◆ Dataset extract ◆
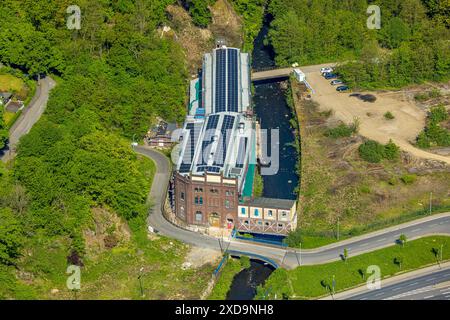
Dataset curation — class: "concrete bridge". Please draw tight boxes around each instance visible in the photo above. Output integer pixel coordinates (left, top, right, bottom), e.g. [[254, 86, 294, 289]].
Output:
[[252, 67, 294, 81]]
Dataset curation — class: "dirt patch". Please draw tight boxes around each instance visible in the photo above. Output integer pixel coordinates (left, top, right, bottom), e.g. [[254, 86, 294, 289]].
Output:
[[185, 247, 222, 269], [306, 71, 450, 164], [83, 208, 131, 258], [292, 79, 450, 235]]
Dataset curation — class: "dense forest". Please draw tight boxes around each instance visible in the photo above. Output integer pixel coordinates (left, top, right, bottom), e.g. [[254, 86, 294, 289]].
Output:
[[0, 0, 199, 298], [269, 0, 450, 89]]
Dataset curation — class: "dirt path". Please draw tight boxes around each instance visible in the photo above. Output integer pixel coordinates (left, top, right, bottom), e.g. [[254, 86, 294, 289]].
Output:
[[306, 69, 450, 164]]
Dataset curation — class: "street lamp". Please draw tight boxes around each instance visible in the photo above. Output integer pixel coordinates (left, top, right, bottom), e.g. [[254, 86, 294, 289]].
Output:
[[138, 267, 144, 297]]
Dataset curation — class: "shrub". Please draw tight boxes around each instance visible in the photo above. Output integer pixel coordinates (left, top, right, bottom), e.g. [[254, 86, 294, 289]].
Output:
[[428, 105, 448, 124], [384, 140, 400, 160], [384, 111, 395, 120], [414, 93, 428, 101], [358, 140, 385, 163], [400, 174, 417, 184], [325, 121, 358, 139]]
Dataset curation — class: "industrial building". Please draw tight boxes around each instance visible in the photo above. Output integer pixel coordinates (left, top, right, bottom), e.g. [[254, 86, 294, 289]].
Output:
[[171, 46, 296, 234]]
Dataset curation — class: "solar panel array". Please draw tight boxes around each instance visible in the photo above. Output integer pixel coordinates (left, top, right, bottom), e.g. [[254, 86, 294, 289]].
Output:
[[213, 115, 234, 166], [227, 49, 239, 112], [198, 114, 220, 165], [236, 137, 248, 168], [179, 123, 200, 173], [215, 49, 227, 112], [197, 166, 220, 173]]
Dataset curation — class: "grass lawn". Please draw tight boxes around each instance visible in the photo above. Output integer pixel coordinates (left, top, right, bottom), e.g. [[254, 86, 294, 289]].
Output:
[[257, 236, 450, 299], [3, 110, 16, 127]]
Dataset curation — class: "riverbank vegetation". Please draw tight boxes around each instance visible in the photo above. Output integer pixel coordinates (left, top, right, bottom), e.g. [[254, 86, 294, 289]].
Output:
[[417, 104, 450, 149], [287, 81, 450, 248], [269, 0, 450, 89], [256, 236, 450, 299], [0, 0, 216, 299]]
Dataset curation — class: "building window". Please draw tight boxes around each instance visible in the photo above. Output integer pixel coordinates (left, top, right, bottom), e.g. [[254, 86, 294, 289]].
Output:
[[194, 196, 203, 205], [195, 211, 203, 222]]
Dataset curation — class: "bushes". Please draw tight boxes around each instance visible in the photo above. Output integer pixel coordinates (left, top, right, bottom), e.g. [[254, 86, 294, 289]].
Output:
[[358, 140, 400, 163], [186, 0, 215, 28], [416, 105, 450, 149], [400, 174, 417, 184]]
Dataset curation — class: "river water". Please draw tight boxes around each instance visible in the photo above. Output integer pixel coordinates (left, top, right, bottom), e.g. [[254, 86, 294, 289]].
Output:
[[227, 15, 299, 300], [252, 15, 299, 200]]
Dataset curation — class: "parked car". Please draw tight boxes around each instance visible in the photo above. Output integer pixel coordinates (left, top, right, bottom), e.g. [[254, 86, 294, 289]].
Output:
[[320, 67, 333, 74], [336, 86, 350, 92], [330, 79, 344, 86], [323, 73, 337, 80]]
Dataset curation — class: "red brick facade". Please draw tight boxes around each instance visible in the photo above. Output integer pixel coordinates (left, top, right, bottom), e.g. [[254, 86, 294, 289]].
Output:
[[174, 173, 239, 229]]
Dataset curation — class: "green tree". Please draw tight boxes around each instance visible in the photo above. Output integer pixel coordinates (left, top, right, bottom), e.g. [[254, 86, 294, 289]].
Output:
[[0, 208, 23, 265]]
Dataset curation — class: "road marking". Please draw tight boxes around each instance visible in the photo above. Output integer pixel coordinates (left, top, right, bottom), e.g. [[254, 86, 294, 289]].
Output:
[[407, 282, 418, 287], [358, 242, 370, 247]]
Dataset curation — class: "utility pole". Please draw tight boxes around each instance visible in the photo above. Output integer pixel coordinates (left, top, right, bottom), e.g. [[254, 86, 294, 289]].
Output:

◆ Exercise details ◆
Find each line of the items that contains the string "dirt" and copy those lines. Matching is case-sensitive.

◆ Written answer ◆
Dataset curation — class: "dirt patch". Please draw tight boxes around each instance visible in the photo above. Output integer pixel coordinates (left, top, right, bottom), e.g. [[254, 86, 294, 289]].
Dataset curation — class: "dirt path". Please draw tight boxes around each instance visible in the photo above. Output integer pixel coordinates (left, top, right, bottom), e.g. [[254, 86, 294, 289]].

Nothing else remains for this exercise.